— BEGIN Rows —
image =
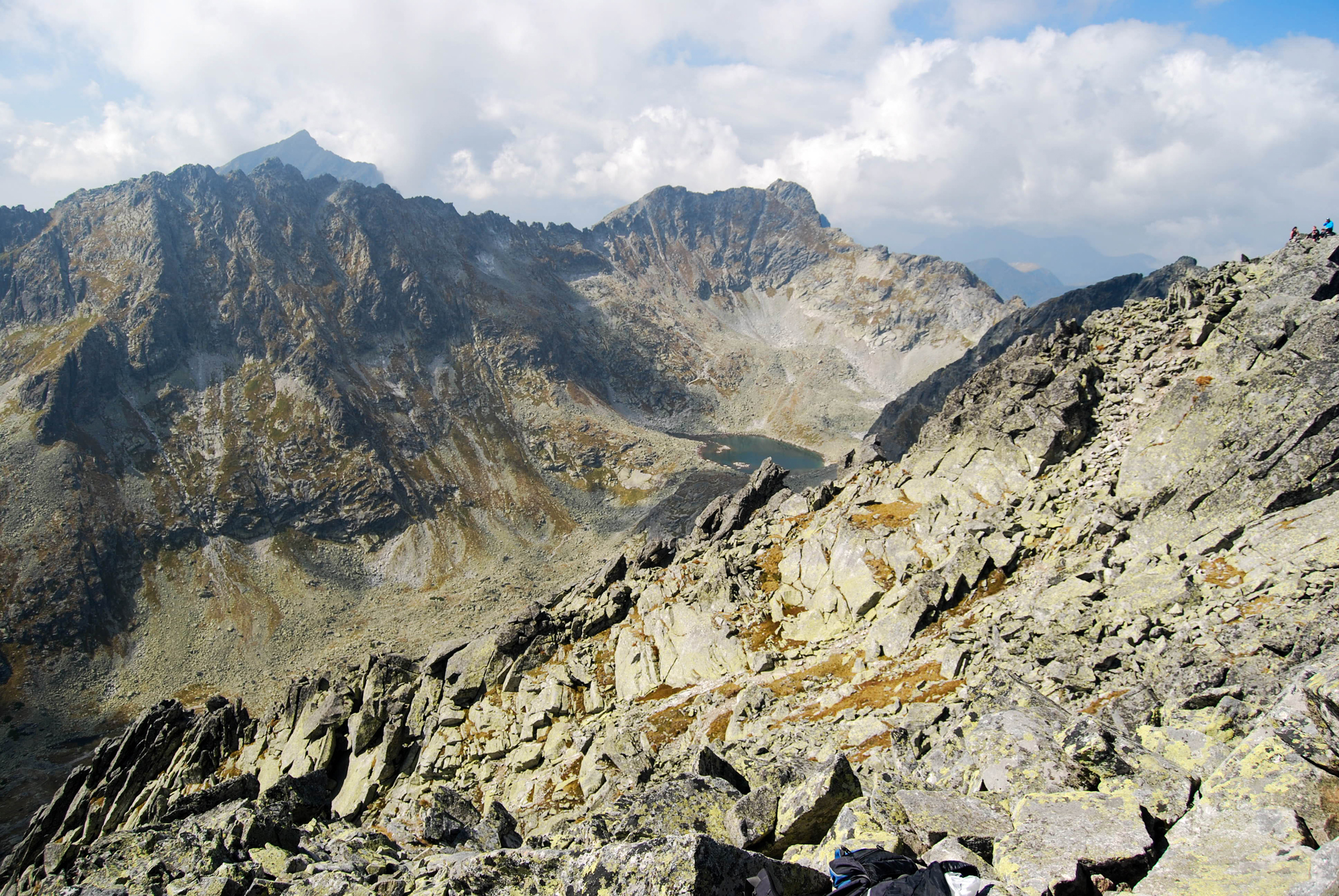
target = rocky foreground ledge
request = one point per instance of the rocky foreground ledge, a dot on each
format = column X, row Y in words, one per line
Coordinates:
column 1080, row 637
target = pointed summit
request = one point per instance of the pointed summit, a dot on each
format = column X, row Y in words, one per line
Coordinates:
column 309, row 157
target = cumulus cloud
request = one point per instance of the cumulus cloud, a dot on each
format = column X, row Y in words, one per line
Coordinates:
column 1143, row 138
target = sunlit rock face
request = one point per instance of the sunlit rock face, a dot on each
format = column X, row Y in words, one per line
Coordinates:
column 1080, row 637
column 247, row 420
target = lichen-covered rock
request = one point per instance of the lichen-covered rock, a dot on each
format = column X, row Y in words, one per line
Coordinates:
column 1231, row 853
column 935, row 815
column 809, row 808
column 693, row 866
column 1060, row 840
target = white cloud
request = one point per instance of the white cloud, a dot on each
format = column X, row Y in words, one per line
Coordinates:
column 1139, row 137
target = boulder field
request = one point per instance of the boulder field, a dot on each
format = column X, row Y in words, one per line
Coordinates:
column 1080, row 636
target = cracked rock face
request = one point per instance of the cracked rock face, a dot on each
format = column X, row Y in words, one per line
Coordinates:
column 1081, row 632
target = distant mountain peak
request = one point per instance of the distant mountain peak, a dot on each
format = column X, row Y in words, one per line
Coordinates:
column 311, row 158
column 799, row 198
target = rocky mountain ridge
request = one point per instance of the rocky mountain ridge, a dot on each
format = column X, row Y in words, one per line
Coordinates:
column 1080, row 636
column 252, row 422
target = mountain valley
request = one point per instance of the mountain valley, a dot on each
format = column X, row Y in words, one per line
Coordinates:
column 1080, row 636
column 255, row 422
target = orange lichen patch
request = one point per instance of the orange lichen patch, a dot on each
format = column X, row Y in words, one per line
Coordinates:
column 1099, row 703
column 1223, row 574
column 718, row 725
column 921, row 685
column 670, row 724
column 892, row 515
column 993, row 584
column 793, row 684
column 884, row 574
column 1258, row 606
column 759, row 636
column 662, row 692
column 728, row 691
column 868, row 748
column 769, row 565
column 603, row 661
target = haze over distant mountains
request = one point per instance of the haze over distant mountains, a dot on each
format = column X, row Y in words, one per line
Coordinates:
column 307, row 155
column 1036, row 268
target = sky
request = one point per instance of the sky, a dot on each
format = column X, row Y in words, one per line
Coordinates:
column 1202, row 127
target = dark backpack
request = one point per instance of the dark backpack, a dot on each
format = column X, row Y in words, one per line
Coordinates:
column 855, row 873
column 926, row 882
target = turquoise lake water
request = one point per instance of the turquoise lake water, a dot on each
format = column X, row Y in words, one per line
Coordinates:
column 746, row 452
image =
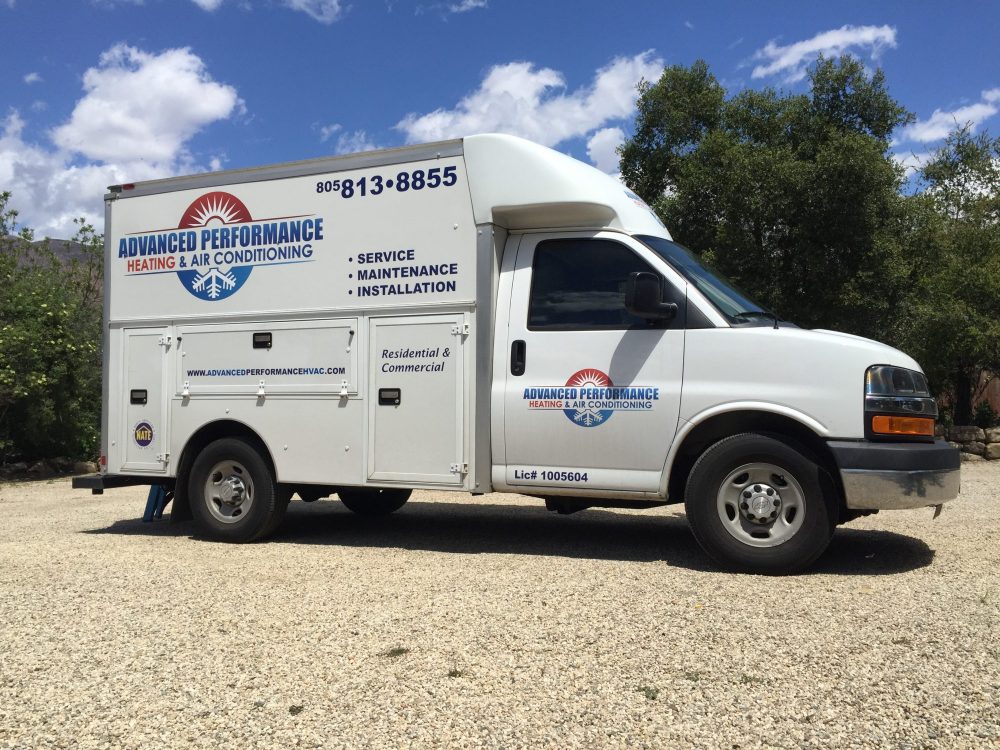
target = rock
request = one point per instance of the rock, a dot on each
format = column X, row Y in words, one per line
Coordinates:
column 10, row 470
column 40, row 470
column 61, row 464
column 967, row 434
column 975, row 448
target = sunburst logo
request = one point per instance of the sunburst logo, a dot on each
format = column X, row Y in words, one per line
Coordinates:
column 589, row 398
column 217, row 282
column 224, row 207
column 587, row 416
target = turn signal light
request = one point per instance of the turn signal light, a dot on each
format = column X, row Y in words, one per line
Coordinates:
column 903, row 426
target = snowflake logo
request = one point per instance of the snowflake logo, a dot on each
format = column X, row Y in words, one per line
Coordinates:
column 215, row 283
column 588, row 417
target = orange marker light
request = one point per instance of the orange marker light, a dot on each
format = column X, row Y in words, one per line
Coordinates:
column 903, row 426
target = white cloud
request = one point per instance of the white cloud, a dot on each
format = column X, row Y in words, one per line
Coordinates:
column 352, row 143
column 466, row 5
column 791, row 61
column 519, row 99
column 347, row 143
column 324, row 11
column 137, row 112
column 941, row 123
column 326, row 131
column 601, row 149
column 143, row 107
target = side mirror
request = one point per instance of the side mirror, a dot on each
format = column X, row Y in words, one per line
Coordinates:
column 644, row 297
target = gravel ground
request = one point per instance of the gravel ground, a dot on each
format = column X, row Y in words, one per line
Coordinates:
column 490, row 623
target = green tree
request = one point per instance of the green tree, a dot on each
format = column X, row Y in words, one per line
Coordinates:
column 953, row 316
column 793, row 196
column 50, row 330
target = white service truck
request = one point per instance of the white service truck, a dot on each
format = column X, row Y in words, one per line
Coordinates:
column 481, row 315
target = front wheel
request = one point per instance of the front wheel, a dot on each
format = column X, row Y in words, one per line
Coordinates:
column 374, row 502
column 755, row 503
column 233, row 493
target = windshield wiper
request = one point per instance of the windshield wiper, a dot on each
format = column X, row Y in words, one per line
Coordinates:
column 761, row 313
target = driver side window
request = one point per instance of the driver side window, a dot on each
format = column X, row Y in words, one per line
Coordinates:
column 579, row 284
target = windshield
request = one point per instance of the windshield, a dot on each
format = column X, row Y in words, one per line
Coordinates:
column 730, row 302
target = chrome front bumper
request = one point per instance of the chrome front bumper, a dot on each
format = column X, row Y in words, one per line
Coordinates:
column 897, row 476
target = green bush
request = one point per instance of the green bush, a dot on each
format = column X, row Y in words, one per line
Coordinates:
column 50, row 333
column 985, row 415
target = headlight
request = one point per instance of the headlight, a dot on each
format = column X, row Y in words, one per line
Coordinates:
column 898, row 402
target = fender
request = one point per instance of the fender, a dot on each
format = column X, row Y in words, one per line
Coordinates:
column 685, row 427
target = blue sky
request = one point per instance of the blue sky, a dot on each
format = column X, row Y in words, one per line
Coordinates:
column 94, row 92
— END Rows —
Rewrite all of the material above, putting "a mark on each" wherever "a dot on each" appears and keeping everything else the same. Leave the pictures out.

*Exercise solution*:
image =
target = rocky foreground ledge
request = one point per instance of the rocky foreground ledge, a mark on each
format = column X, row Y in words, one per line
Coordinates:
column 1080, row 637
target = pointed summit
request = one point per instance of the pointed summit, a mark on each
format = column X, row Y in words, one per line
Coordinates:
column 309, row 157
target = cumulus cloud
request = one point per instance of the cumulus cloud, a mark on each
format = column X, row Y in words, one per line
Coordinates:
column 1143, row 138
target = sunlit rock face
request = one point per instance of the sunlit rock face, a mark on each
format = column X, row Y in words, one per line
Coordinates:
column 1080, row 637
column 247, row 420
target = lichen-covered rock
request = one point per instance of the lichen-covered rock, a mark on each
format = column X, row Y in words, one per line
Coordinates:
column 1231, row 853
column 935, row 815
column 809, row 808
column 693, row 866
column 1060, row 840
target = white cloud
request = one point per instance of the white cloud, a mark on each
format = column X, row Y in words, one per line
Coordinates:
column 1139, row 137
target = boulder field
request = one point per instance of the boulder field, a mark on each
format = column X, row Y in words, one per line
Coordinates:
column 1080, row 636
target = cracked rock face
request = one point per instance of the cracked rock face, a mark on each
format = column X, row Y in words, one per line
Coordinates:
column 1081, row 632
target = distant mountain peak
request = one point per instance of the distant mountain peak, a mark on each
format = column X, row Y in words, one per line
Coordinates:
column 311, row 158
column 799, row 198
target = rocky mountain ridge
request = one point per instance of the rocky mountain ridge, a mark on each
format = column X, row Y in words, one per line
Coordinates:
column 1080, row 636
column 252, row 422
target = mountain valley
request = one point per instance of the mountain valley, a mark on each
format = column X, row Y in words, one per line
Coordinates:
column 1080, row 636
column 255, row 422
target = orange lichen patch
request = one point per instance of the orange lichen patch, a mark on each
format = column X, row Y in words, one per line
Coordinates:
column 1099, row 703
column 1223, row 574
column 718, row 725
column 921, row 685
column 670, row 724
column 892, row 515
column 993, row 584
column 793, row 684
column 884, row 574
column 1258, row 606
column 759, row 636
column 662, row 692
column 728, row 691
column 868, row 748
column 769, row 565
column 603, row 661
target = haze over distant mountains
request = one point per instance of the haze over distant mountains, a mark on each
format = column X, row Y in words, one per line
Coordinates:
column 307, row 155
column 1036, row 268
target = sky
request = one point per instance of the sky, a mark on each
format = column X, row Y in words, one per line
Coordinates:
column 1202, row 127
target = dark backpack
request = one point per instance of the dark backpack, a mark on each
format = column X, row Y in words, one per line
Coordinates:
column 855, row 873
column 926, row 882
target = turquoise lake water
request = one point per instance of the turquoise lake water, a mark on each
format = column X, row Y in words, one per line
Coordinates:
column 746, row 452
image =
target = rock
request = one point per instance of the rock, a mark on each
format = column X, row Y in words, one per line
Coordinates:
column 10, row 470
column 40, row 470
column 61, row 464
column 967, row 434
column 975, row 448
target = sunburst logo
request = one point per instance of the sunburst logo, a mark on each
format = column X, row Y in words, one per line
Coordinates:
column 589, row 398
column 217, row 282
column 224, row 207
column 587, row 416
target = turn signal light
request = one point per instance of the turn signal light, a mark on each
format = column X, row Y in words, one per line
Coordinates:
column 903, row 426
target = snowflake logo
request = one point per instance of the snowflake logo, a mark on each
format = column X, row Y in words, one per line
Coordinates:
column 215, row 283
column 588, row 417
target = orange marker light
request = one point per instance of the orange marker light, a mark on each
format = column X, row Y in words, one per line
Coordinates:
column 903, row 426
target = white cloud
request = one point per instance of the white cloud, a mark on each
format = column X, row Y in words, one per line
Coordinates:
column 352, row 143
column 466, row 5
column 791, row 61
column 519, row 99
column 347, row 143
column 324, row 11
column 137, row 112
column 941, row 123
column 326, row 131
column 601, row 149
column 143, row 107
target = side mirror
request = one point per instance of the side mirror, a mark on each
format = column X, row Y in words, one per line
Coordinates:
column 644, row 297
target = gravel ground
request = one point per instance of the gravel ground, a mark on each
format = column X, row Y in words, one per line
Coordinates:
column 490, row 623
target = green tree
request = one point per instance of the green tree, a mark on each
format = column X, row Y in words, one per line
Coordinates:
column 953, row 316
column 793, row 196
column 50, row 330
target = white service truck
request = one point per instance of the white service truck, a mark on each
format = column X, row Y in words, one per line
Coordinates:
column 481, row 315
target = front wheel
request = one point per instance of the front wheel, a mark on each
format = column X, row Y in words, one per line
Coordinates:
column 374, row 502
column 755, row 503
column 233, row 493
target = windshield wiper
request = one point per instance of the windshield wiper, a mark on each
format = column X, row Y in words, one per line
Coordinates:
column 761, row 313
target = driver side window
request = one point per instance of the driver side window, a mark on each
format = column X, row Y in words, one per line
Coordinates:
column 579, row 284
target = windshield
request = one point per instance of the windshield, a mark on each
format = column X, row Y in words, one per line
Coordinates:
column 730, row 302
target = chrome front bumper
request = one point per instance of the chrome front bumper, a mark on each
format = column X, row Y in words, one per line
Coordinates:
column 897, row 476
target = green bush
request = one point per instance of the green bush, a mark on each
format = column X, row Y in words, one per line
Coordinates:
column 50, row 333
column 985, row 415
target = headlight
request = one point per instance of the headlight, a mark on each
format = column X, row Y in words, one per line
Coordinates:
column 898, row 402
target = fender
request = one point per instance of the fender, a mark on each
format = column X, row Y in words, one per line
Coordinates:
column 685, row 427
target = blue sky
request = one point per instance of the blue sky, a mark on each
format = column X, row Y in words, one per line
Coordinates:
column 94, row 92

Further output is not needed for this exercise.